Stored data:
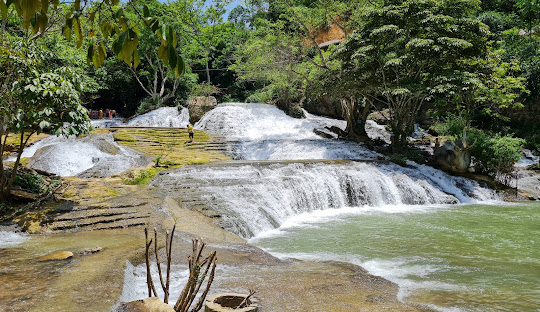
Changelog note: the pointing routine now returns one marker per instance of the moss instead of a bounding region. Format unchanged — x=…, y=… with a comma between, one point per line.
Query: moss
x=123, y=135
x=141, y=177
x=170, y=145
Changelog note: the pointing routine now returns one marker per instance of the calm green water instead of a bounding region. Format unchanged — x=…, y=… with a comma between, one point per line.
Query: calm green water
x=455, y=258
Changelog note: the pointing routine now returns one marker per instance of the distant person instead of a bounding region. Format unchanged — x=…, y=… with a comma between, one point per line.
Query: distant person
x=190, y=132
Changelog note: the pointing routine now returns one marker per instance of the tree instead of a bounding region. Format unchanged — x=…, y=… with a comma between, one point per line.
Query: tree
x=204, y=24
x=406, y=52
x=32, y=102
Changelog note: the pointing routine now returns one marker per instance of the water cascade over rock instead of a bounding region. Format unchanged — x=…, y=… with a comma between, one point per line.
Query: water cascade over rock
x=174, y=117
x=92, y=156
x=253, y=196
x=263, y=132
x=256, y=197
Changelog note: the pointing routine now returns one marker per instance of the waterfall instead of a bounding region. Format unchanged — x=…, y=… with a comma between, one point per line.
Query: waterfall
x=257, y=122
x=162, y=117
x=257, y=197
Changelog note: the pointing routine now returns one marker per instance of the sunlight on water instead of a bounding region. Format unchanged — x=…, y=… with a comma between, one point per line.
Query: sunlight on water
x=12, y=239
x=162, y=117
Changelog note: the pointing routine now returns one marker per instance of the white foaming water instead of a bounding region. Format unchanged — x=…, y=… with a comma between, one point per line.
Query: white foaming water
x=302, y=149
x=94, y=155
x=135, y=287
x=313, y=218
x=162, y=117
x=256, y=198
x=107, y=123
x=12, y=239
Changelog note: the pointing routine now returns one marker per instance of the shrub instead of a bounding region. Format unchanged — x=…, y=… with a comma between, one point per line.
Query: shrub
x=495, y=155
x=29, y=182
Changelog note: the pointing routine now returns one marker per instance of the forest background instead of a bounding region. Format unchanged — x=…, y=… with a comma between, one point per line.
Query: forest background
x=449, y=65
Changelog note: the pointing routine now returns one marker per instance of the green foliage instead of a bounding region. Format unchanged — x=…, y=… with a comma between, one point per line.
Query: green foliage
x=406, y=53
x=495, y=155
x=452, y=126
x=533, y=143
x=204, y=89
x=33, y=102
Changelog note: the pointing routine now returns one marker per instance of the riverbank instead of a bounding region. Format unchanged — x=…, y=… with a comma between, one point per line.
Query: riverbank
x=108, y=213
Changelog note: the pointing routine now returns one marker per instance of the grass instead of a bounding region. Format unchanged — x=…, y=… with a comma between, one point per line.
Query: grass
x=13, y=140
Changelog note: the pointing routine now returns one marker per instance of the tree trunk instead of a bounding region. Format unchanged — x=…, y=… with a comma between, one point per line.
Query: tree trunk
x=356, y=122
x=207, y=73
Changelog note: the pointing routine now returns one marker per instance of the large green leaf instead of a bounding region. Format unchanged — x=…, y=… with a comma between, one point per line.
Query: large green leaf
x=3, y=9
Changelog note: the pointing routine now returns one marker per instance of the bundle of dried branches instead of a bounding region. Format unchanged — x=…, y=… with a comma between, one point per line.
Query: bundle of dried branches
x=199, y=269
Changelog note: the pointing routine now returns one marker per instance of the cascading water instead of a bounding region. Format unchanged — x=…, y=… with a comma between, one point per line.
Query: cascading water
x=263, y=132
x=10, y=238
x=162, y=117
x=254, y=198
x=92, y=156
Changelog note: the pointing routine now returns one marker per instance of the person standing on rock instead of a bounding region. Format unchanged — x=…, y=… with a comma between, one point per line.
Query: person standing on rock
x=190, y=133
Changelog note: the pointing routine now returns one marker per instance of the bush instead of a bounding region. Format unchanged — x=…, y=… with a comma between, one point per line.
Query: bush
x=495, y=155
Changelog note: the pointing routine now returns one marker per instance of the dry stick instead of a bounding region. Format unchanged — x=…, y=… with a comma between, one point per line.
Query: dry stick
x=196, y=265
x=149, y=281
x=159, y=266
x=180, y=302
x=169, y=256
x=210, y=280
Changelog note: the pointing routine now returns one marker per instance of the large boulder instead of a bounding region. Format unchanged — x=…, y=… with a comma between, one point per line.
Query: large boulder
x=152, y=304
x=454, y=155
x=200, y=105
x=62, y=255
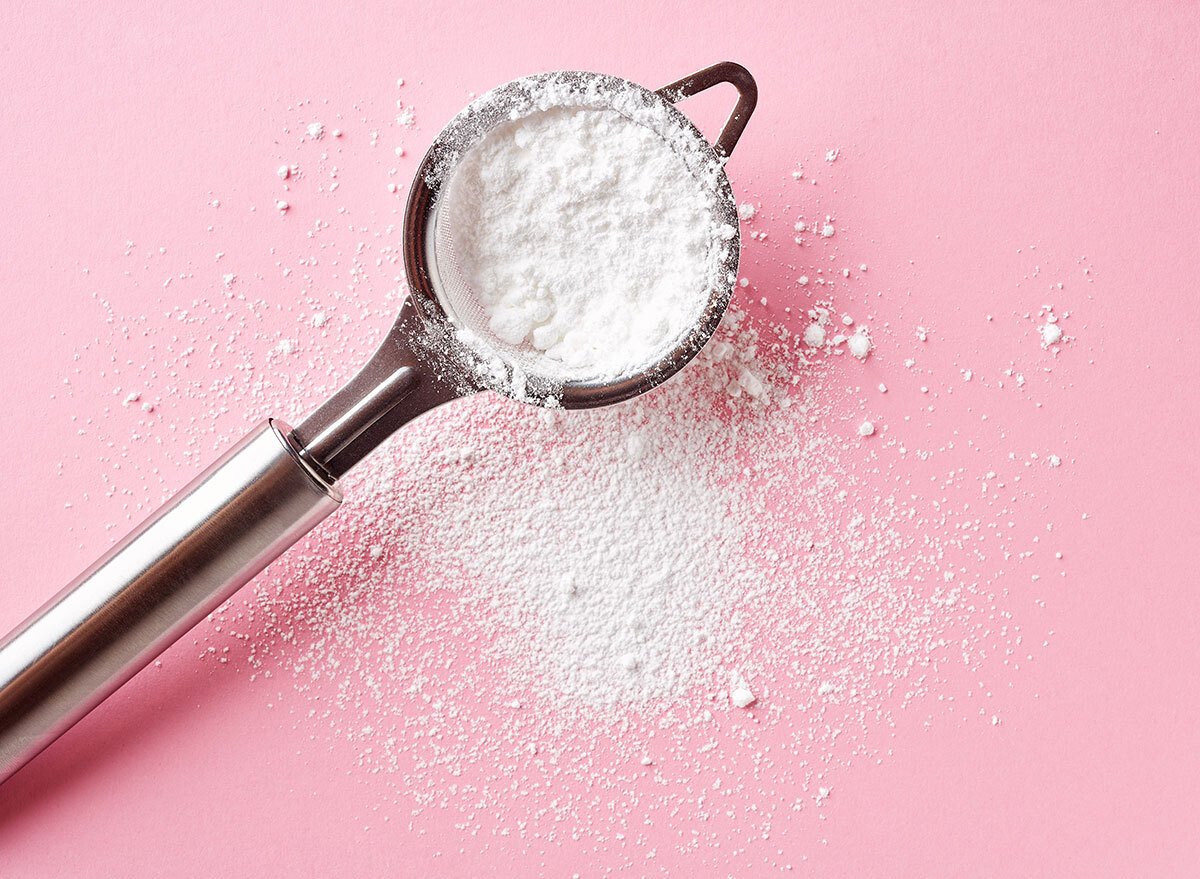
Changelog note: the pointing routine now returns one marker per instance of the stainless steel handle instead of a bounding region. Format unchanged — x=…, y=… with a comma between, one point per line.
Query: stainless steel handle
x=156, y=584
==
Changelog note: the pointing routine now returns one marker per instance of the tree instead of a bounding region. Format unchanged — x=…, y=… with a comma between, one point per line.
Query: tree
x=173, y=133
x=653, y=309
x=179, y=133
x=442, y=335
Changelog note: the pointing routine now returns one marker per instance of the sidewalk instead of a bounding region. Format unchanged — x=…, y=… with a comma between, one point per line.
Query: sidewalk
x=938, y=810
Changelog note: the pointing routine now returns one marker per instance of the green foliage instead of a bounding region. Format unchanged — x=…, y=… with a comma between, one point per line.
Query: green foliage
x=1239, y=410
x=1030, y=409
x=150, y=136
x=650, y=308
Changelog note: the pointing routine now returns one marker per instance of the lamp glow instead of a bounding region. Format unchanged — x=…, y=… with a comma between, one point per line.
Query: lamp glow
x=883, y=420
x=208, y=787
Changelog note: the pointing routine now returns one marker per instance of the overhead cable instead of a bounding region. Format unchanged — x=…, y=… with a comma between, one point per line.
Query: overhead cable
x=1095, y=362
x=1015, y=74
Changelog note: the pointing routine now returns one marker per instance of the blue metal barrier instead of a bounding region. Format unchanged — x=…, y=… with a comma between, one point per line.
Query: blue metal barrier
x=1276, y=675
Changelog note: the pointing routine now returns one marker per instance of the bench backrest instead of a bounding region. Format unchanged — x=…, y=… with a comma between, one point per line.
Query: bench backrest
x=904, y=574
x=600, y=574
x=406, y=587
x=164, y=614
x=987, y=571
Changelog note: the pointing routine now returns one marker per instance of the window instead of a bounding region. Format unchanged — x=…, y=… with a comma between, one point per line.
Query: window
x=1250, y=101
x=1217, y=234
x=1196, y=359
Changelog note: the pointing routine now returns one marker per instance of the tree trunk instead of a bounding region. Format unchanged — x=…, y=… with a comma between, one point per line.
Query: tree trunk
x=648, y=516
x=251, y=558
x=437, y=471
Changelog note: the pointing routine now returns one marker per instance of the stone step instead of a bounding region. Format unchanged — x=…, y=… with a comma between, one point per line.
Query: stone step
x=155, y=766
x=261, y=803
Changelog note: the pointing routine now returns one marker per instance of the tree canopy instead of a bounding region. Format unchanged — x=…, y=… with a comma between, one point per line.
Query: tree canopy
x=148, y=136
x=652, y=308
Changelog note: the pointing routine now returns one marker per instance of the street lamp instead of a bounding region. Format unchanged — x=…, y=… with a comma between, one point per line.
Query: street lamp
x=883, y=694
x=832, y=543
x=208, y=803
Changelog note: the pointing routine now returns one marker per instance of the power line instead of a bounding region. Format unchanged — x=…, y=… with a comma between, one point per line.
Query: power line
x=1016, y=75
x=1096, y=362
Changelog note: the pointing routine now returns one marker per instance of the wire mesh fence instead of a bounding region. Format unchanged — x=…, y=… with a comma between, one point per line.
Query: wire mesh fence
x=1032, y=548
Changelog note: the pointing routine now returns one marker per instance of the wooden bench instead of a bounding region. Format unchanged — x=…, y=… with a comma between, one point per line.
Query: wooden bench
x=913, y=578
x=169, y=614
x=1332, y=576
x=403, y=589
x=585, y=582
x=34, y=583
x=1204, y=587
...
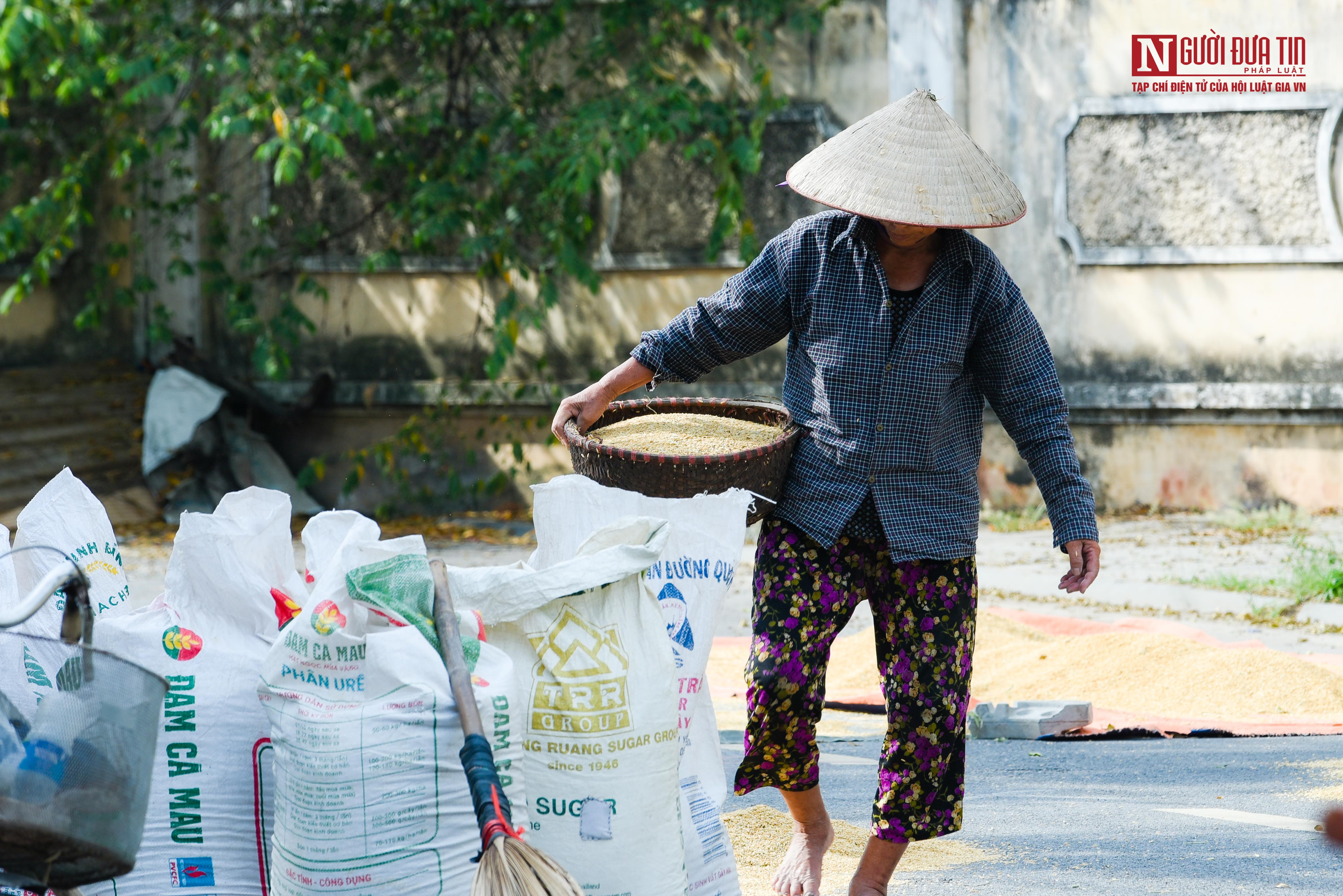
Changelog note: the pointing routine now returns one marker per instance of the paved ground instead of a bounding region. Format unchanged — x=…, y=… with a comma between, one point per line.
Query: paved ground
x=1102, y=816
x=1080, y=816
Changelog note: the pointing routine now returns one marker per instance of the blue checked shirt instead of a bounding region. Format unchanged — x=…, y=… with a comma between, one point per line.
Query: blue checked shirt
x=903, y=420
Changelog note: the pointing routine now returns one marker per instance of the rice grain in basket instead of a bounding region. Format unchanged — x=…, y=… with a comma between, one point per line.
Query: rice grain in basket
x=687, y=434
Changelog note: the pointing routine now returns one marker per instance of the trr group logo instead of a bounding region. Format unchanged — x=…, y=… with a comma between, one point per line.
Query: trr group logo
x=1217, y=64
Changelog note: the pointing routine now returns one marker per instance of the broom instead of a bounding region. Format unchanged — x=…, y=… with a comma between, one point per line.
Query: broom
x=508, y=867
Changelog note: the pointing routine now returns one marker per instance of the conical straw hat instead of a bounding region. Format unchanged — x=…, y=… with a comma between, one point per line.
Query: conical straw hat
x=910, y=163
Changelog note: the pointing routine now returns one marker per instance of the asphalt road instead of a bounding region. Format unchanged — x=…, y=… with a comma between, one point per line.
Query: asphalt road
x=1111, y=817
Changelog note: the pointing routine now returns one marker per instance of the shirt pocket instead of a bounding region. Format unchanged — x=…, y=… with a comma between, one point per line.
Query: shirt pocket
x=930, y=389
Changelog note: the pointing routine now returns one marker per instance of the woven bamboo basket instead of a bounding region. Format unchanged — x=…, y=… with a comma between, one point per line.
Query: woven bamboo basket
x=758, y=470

WORK ORDER
The entries above hold a line with "of the moss" and a later line with "the water cascade". Write out exactly those lines and all lines between, nothing more.

REPLY TO THE EXERCISE
Changelog note: the pointing routine now returns one marker per instance of the moss instead of a bounding region. Format unchanged — x=…, y=… with a comma between, one point per line.
Query: moss
x=123, y=135
x=141, y=177
x=170, y=145
Changelog note: the pointing routine now returns one marker per instance of the calm green water instead of a bounding region. Format unchanged — x=…, y=… with a comma between, one point per line.
Query: calm green water
x=455, y=258
Changelog note: the pointing routine now returns one marker per instance of the distant person instead of a bounding region. Format unchanged — x=…, y=… with a comma between, one point per line.
Query: distant person
x=190, y=132
Changelog note: the pointing routine now returns one marker per instance of the tree instead of a bounding region. Format unchanged — x=…, y=… with a comma between, one point per line.
Query: tree
x=204, y=24
x=406, y=52
x=32, y=102
Changelog note: the pointing routine now returns one marker per instance of the water cascade over rock instead of a bounding region. Format unchanged — x=…, y=… with a comma between, one point per line.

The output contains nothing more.